__ASSIGNED TASK__. All entries, exactly as written, should be output again.

__RECORDS SHOWN__.
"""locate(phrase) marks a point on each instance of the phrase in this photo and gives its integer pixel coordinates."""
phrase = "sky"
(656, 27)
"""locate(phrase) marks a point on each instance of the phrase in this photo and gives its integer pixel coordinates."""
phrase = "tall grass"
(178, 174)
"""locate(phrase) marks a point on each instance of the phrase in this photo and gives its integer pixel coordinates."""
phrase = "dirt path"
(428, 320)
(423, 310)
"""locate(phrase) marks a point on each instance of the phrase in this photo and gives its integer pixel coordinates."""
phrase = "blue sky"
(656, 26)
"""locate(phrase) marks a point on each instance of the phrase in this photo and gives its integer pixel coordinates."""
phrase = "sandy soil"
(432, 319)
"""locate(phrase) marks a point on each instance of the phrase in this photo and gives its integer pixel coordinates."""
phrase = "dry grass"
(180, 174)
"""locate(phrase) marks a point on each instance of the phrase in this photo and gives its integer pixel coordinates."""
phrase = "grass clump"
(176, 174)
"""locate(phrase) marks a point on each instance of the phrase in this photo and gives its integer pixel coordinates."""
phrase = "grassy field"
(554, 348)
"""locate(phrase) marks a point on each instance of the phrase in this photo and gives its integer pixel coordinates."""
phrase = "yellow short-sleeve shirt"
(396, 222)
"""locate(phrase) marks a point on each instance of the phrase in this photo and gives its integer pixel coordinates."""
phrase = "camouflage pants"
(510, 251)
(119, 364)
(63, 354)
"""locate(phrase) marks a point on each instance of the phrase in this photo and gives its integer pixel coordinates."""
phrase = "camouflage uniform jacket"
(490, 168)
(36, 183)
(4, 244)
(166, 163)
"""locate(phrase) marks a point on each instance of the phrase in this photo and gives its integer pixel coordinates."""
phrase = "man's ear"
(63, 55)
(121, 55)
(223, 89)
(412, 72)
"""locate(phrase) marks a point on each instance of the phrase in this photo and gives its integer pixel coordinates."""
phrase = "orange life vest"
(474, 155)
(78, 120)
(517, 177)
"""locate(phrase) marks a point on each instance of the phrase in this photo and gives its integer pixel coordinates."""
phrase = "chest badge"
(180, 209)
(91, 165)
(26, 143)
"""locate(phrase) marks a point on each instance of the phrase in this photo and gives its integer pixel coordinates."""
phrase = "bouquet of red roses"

__SOLUTION BELOW__.
"""locate(phrase) marks a point on each instance of the phrase in this photo and gives its integer pixel coordinates."""
phrase = "sky"
(656, 27)
"""locate(phrase) marks a point on each instance of the phrase in this photo and gives its integer pixel coordinates."""
phrase = "tall grass"
(178, 174)
"""locate(phrase) marks a point on each instance of the phrase in this photo and gives its integer pixel coordinates."""
phrase = "dirt path"
(428, 320)
(423, 310)
"""locate(phrase) marks a point on each instance of the phrase in this photo and gives its integer pixel coordinates."""
phrase = "blue sky"
(656, 26)
"""locate(phrase) marks a point on each instance of the phrase in this photo and gives its integer pixel coordinates."""
phrase = "sandy soil"
(432, 319)
"""locate(phrase) marks a point on each instance of the phrase in this photo and gives its integer pixel coordinates."""
phrase = "dry grass"
(180, 174)
"""locate(phrase) marks a point on each instance of the phrase in this photo and gives its integer pixel coordinates."""
phrase = "grass clump"
(176, 174)
"""locate(phrase) marks a point on each instance of the phrase in this photo and gives its integer pixel coordinates."""
phrase = "grassy field"
(554, 348)
"""locate(phrase) marks a point on each instance of the phrase in this photo and gives its integer pixel coordinates."""
phrase = "yellow short-sleeve shirt"
(396, 222)
"""locate(phrase) marks a point on each instance of the phrase in this photo and gives its integer pixel coordinates."""
phrase = "camouflage pants"
(510, 251)
(119, 364)
(63, 354)
"""locate(phrase) marks a point on each instance of the phrase in this photo and gives its integer pixel coordinates."""
phrase = "camouflage uniform jacket"
(490, 168)
(36, 183)
(4, 244)
(166, 163)
"""locate(phrase) marks a point on each instance of the phrase in this photo and gives its integer pixel coordinates."""
phrase = "man's ear"
(63, 55)
(121, 55)
(223, 89)
(412, 72)
"""locate(phrase) marks a point on each instance of the phrase in this photo and gives its integer pixel coordinates."""
phrase = "orange life vest"
(474, 155)
(78, 120)
(517, 177)
"""locate(phrase) marks a point on each instance of the phrase in this photo and gives its integer pixel coordinates."""
phrase = "chest badge"
(180, 209)
(91, 165)
(26, 143)
"""locate(phrase) marks a point on each instance of the phrase in this photo and gives its integer pixel coordinates."""
phrase = "bouquet of red roses"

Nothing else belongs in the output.